◆ **Quoted passage**

3 Experimental setup

Experiments are performed with a quadrotor equipped with optic-flow mouse sensors flying under different control schemes. These experiments do not aim at testing the performance under all possible conditions (visual scene, structure, sensor arrangement, motion types, etc.), but rather at assessing the viability of the approach presented in Sect. 2 for autonomous flight control of MAVs in realistic representative situations. A motion capture system is used as ground-truth in order to provide insights into the method’s performance in a particular environment, and a qualitative analysis is performed in other various indoor environments.
Fig. 4

278 g quadrotor equipped with 8 optic-flow sensors used for the experimental validation of the ego-motion estimation approach. It can be operated fully autonomously by the onboard microcontroller

The 278 g quadrotor shown in Fig. 4 was developed specifically for these experiments. The platform is made of carbon and 3D-printed parts and comprises four brushless motors powered by a 1000 mAh 2-cell LiPo battery. A custom control board integrates a STM32 microcontroller with FPU (Floating Point Unit), a ST LIS3DH 3-axis accelerometer, a ST L3G4200 3-axis rate gyro and a Nordic NRF24 radio module. The radio module provides a two-ways link with a ground station and is used for debugging purposes. The biases and factors of the accelerometers are calibrated using the technique described by Pylvanainen (2008) and stored in memory. An ’OpenLog’ SD card module is used to record onboard ego-motion estimation and sensor data at 100 Hz. An external receiver (Spektrum DSM2 satellite receiver) is used for sending commands from a remote control.

◆ **Short exercise**
Indicate whether the setup section agrees with each statement (a), (b) and (c), answering yes or no and quoting the deciding words from it. (a) The quadrotor's radio module serves debugging purposes. (b) Onboard ego-motion estimation and sensor data are recorded at 50 Hz. (c) The experiments are intended to test performance under all possible conditions. The data placed after this section are not required for the work here.

◆ **Data excerpts**

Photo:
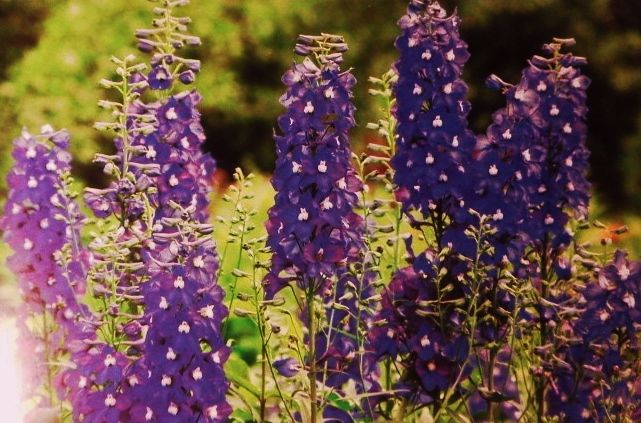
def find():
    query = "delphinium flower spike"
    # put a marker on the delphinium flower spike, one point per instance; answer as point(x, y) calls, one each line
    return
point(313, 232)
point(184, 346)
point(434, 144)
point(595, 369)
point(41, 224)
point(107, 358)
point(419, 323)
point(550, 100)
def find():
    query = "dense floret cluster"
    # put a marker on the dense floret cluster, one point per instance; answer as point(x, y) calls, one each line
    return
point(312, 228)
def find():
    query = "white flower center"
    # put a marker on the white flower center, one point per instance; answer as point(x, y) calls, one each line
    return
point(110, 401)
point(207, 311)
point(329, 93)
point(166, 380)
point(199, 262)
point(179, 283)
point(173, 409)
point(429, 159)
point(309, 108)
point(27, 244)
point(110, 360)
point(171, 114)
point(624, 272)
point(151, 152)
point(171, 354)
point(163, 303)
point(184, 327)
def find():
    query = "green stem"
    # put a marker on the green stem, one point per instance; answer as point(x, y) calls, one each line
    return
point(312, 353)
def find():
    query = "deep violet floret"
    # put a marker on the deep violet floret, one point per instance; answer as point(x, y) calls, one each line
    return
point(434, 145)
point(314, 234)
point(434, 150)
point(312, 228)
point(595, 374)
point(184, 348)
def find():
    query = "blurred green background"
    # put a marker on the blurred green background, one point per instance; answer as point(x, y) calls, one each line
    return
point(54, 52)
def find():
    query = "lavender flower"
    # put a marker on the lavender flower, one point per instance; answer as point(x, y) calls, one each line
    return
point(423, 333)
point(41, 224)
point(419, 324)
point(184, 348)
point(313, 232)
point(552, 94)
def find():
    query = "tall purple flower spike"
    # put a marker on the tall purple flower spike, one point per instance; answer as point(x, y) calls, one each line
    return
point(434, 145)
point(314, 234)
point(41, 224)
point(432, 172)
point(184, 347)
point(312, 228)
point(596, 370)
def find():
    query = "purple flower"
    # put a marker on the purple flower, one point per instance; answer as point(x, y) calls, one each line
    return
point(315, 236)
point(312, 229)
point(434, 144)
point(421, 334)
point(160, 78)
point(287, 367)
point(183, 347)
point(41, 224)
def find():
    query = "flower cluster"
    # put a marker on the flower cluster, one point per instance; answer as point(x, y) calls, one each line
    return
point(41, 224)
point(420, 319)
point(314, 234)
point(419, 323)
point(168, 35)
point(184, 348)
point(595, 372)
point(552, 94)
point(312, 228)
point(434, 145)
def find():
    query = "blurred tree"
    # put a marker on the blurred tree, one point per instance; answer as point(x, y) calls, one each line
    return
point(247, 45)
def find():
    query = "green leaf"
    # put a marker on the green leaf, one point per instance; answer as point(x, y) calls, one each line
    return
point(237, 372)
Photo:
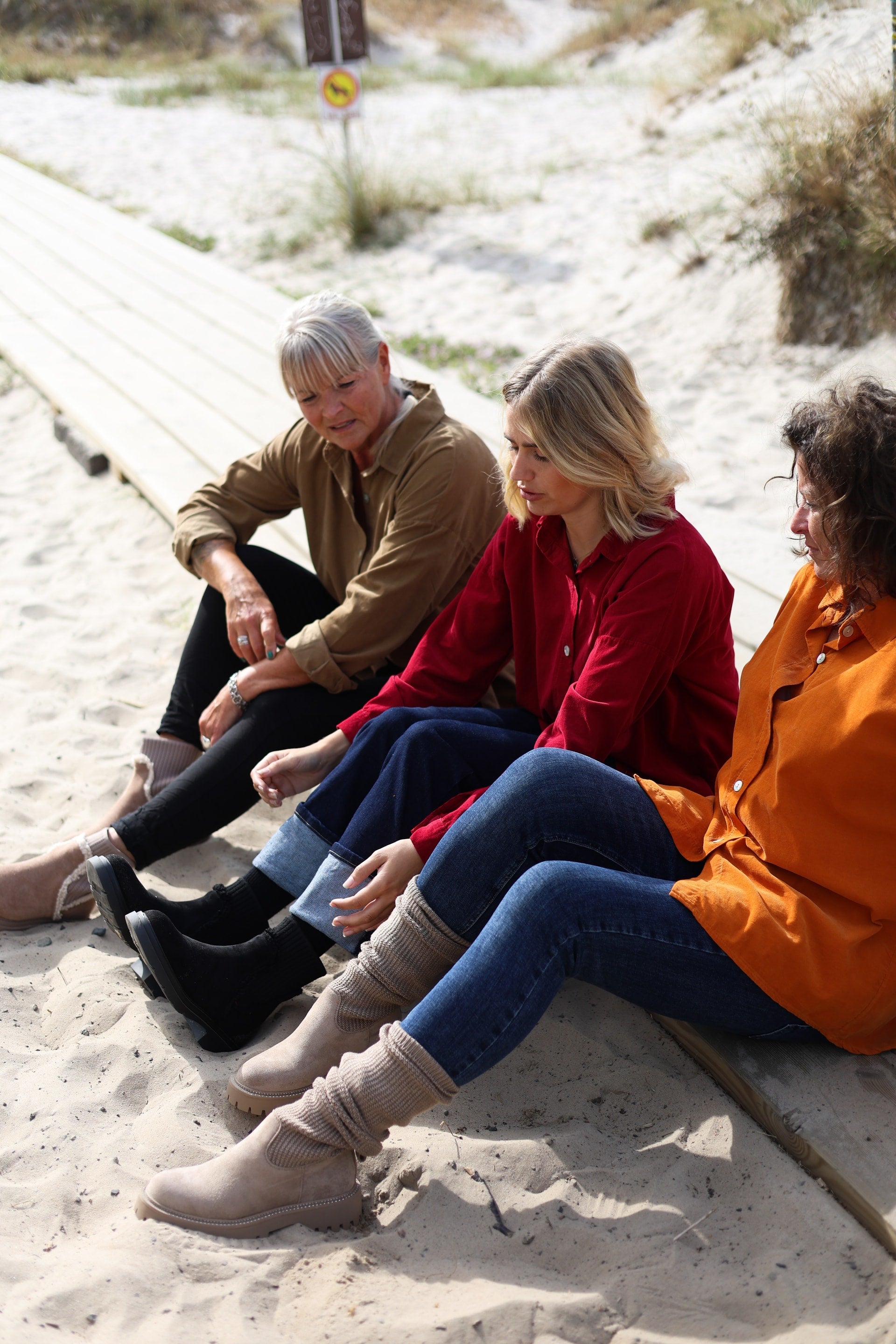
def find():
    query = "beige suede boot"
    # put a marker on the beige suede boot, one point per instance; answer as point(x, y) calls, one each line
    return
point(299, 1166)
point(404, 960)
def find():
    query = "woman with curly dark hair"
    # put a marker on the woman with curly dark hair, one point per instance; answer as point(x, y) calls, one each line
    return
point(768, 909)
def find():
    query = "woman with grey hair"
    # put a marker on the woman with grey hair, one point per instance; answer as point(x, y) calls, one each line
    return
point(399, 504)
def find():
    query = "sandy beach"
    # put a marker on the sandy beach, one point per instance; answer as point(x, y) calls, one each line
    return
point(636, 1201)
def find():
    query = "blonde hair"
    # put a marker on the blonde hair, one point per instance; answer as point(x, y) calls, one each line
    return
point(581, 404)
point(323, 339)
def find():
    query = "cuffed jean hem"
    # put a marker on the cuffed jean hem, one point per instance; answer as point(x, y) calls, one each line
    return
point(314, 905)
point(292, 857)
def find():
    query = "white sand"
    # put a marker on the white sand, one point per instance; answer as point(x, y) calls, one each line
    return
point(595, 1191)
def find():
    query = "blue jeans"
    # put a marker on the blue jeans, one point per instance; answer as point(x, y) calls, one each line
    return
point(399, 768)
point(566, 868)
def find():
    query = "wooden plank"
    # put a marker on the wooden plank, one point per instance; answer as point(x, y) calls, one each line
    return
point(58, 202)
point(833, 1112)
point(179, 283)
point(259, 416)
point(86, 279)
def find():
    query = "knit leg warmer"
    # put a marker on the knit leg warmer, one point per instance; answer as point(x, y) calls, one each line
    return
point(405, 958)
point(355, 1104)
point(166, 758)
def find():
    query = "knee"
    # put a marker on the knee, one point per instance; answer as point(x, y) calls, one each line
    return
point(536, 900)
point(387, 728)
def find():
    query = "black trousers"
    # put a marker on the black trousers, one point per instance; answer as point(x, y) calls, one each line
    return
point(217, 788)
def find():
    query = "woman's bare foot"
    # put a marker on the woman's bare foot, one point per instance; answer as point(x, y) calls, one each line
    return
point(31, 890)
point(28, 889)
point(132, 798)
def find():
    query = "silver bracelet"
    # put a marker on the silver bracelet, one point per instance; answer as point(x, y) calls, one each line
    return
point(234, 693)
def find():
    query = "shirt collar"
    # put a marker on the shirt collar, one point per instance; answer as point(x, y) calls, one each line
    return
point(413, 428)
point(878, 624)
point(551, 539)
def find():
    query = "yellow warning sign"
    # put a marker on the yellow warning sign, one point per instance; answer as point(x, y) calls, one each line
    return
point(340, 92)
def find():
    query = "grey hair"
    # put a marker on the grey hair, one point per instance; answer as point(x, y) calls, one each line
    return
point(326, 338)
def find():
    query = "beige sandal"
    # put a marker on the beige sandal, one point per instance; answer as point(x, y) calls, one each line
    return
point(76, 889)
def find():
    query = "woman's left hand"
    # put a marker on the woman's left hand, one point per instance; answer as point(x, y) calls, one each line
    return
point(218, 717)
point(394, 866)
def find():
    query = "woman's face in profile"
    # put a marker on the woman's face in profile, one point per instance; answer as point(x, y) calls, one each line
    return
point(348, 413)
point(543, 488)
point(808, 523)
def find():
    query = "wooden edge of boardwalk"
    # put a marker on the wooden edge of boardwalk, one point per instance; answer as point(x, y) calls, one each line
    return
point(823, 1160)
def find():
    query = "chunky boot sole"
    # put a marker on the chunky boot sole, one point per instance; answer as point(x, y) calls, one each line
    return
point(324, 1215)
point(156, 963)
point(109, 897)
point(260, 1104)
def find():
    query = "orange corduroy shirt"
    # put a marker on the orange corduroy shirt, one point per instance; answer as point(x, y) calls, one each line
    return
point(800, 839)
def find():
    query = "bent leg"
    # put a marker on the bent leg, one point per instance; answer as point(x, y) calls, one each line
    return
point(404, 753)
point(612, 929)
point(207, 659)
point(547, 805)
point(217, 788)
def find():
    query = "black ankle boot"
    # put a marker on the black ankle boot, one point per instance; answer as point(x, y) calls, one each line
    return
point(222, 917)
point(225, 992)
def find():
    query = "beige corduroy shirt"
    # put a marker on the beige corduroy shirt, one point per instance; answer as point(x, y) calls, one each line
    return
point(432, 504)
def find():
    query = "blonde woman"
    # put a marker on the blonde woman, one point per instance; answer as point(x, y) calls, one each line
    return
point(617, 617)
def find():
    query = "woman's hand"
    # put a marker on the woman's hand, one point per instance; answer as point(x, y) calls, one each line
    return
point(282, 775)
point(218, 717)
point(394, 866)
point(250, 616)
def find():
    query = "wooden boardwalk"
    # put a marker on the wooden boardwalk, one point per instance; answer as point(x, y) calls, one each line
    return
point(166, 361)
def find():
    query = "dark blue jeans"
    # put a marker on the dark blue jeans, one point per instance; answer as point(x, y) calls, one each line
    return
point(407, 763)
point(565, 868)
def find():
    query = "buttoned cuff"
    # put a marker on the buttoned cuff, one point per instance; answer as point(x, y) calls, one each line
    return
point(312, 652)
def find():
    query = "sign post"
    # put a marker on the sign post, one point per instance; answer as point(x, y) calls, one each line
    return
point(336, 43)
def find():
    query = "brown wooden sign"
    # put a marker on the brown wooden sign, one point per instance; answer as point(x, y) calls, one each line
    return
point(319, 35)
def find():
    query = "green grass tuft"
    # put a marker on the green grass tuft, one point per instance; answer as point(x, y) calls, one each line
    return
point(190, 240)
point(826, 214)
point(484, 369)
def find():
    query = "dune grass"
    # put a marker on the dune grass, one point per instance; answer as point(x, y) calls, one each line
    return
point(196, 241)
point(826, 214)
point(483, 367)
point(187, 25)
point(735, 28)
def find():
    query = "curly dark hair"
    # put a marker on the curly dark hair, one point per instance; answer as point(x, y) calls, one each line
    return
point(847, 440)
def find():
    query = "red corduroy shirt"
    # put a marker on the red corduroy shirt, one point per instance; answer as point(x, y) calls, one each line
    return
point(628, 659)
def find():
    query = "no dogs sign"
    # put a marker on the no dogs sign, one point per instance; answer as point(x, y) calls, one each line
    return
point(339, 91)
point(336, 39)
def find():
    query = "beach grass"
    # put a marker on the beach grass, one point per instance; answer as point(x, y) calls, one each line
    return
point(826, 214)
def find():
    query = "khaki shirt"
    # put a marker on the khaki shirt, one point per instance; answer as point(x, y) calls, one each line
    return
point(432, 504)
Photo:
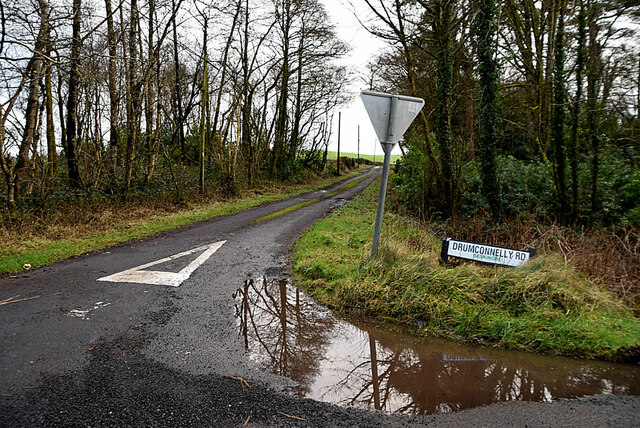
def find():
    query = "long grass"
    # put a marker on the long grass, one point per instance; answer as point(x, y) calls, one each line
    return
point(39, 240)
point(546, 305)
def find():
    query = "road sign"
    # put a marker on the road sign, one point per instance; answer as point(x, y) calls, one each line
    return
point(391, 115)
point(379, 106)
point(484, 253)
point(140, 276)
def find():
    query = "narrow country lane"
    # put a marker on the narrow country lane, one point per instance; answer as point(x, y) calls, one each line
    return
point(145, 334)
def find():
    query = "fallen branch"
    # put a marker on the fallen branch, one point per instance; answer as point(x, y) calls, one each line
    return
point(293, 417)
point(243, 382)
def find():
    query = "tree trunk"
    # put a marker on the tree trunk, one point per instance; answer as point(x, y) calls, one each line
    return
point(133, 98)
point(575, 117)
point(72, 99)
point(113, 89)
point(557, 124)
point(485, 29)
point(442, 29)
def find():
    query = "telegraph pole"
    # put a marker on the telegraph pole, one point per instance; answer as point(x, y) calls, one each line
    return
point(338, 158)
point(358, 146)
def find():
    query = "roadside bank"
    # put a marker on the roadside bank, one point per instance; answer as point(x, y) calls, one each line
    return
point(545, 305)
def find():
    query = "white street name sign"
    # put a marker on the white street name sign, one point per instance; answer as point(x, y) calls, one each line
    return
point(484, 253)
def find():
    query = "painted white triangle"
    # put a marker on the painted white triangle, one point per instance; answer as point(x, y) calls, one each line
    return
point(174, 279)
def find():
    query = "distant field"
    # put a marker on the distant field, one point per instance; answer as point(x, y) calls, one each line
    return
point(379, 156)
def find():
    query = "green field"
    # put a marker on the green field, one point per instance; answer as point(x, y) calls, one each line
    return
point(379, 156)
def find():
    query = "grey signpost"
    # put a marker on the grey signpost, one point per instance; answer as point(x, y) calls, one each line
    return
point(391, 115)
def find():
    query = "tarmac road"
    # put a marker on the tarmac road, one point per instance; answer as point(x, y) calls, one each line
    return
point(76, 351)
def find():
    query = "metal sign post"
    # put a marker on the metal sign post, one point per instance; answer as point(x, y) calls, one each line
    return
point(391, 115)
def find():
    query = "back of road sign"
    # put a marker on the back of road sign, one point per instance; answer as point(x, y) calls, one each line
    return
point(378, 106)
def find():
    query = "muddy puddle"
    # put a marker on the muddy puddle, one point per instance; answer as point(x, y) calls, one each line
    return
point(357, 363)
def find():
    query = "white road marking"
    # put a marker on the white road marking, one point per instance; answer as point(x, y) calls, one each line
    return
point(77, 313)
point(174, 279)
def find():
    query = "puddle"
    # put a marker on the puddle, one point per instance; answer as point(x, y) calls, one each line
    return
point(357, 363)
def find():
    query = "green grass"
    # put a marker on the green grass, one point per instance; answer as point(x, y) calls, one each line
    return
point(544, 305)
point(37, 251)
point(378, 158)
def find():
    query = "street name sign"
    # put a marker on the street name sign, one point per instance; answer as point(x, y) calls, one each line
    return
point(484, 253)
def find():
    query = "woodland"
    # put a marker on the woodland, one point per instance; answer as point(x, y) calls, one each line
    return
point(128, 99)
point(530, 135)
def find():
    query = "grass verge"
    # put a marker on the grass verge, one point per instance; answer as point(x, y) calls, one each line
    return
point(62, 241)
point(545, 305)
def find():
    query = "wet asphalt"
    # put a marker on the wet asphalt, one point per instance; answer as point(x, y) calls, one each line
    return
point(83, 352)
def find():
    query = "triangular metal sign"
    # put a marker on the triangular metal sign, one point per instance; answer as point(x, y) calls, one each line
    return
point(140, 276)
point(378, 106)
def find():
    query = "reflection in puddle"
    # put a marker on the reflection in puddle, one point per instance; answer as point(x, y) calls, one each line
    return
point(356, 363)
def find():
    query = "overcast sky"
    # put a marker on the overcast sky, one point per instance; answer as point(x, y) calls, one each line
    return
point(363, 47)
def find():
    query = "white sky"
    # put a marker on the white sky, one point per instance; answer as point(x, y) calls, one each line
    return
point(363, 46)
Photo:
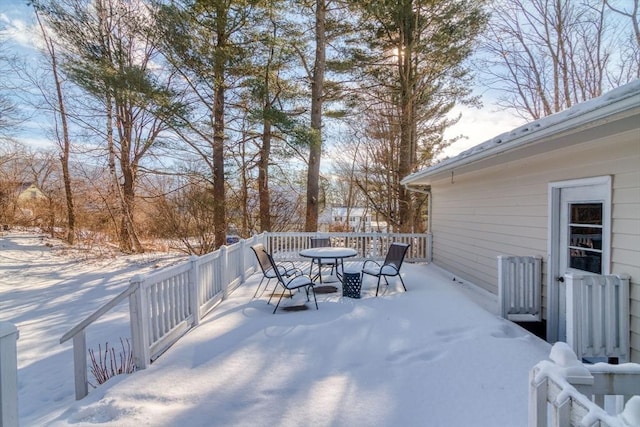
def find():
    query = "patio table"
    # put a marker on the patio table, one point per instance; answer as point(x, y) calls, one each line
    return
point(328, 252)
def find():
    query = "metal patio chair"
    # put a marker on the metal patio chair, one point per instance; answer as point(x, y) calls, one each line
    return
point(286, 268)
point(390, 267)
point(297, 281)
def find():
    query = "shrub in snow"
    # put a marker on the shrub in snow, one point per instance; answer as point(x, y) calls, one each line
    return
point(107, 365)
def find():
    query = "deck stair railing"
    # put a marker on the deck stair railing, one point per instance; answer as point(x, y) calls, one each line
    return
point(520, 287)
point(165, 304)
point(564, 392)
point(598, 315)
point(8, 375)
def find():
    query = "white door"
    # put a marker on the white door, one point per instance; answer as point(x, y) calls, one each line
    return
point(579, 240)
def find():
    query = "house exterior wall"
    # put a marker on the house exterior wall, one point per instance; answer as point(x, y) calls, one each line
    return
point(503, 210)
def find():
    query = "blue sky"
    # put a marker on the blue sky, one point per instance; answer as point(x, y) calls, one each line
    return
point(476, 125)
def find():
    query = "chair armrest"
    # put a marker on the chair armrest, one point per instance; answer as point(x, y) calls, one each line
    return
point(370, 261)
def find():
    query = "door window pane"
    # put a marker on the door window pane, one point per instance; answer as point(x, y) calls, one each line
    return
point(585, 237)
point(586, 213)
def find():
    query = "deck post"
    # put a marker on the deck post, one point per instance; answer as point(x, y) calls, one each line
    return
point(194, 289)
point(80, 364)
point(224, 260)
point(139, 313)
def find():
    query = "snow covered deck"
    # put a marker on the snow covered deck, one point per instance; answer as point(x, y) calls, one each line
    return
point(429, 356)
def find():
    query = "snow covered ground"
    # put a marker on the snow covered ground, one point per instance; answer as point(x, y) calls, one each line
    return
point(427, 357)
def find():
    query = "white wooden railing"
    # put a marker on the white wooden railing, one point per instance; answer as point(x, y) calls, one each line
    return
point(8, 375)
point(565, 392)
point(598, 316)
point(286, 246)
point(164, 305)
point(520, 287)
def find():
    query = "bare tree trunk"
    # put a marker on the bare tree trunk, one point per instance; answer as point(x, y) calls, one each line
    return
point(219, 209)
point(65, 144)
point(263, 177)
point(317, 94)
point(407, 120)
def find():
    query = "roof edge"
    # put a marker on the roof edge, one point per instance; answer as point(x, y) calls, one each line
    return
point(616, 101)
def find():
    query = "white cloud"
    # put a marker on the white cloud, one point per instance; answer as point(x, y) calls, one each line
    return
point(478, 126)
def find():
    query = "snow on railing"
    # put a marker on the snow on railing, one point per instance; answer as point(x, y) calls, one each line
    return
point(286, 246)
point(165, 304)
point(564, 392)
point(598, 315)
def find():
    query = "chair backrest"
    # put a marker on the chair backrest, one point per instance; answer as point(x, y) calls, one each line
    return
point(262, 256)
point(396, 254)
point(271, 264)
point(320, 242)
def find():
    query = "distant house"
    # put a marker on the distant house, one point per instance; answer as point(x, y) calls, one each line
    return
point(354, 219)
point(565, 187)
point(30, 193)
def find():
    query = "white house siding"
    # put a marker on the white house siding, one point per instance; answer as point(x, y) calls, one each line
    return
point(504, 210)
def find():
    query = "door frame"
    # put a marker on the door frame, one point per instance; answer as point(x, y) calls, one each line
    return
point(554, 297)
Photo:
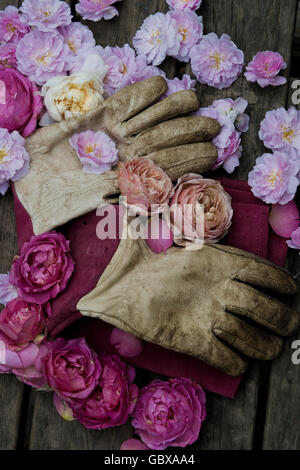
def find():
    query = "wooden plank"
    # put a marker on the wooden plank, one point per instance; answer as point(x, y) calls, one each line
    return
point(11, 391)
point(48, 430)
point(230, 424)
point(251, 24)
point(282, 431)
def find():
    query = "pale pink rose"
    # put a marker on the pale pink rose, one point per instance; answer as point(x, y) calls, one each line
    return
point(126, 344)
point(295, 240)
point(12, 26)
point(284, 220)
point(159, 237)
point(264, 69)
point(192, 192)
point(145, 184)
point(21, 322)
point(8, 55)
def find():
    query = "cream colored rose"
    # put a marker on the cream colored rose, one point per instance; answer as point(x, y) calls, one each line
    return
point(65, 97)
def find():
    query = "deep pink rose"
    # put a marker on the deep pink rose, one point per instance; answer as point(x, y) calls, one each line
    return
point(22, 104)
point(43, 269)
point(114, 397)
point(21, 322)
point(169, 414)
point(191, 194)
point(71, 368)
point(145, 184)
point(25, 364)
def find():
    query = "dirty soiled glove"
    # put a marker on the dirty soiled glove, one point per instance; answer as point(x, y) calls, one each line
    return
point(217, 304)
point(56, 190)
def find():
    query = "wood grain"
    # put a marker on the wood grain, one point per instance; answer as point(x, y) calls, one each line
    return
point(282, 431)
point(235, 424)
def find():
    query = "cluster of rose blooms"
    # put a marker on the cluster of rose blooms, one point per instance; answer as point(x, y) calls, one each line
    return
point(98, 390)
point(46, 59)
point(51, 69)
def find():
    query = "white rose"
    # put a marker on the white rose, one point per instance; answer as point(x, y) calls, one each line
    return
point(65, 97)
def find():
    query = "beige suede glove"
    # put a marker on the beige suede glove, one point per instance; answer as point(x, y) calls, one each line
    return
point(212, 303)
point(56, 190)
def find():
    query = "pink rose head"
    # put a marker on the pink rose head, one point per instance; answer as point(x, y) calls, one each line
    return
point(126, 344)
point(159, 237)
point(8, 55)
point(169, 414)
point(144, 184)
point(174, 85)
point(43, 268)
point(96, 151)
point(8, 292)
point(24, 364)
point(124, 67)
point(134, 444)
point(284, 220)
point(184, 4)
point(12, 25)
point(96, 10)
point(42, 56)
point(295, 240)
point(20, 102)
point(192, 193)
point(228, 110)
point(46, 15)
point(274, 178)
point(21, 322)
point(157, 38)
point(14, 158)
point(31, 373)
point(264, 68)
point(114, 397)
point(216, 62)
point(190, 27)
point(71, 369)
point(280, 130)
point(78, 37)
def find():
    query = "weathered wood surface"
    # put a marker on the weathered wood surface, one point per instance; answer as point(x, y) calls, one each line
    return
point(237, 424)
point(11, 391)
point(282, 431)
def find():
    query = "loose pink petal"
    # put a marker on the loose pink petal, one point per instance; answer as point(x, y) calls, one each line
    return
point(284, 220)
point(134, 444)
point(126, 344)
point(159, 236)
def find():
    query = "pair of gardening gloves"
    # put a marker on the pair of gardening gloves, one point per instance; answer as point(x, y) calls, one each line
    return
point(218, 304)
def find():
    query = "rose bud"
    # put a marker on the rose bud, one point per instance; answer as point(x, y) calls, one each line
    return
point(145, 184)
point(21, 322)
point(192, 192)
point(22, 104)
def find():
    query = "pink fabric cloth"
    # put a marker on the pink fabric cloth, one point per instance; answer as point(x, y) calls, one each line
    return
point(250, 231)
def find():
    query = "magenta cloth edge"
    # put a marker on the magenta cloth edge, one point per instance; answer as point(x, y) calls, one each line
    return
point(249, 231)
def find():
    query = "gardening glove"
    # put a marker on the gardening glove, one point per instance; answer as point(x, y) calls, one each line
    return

◆ **Finished exercise**
(a) Yes: "is used for debugging purposes"
(b) No: "record onboard ego-motion estimation and sensor data at 100 Hz"
(c) No: "These experiments do not aim at testing the performance under all possible conditions"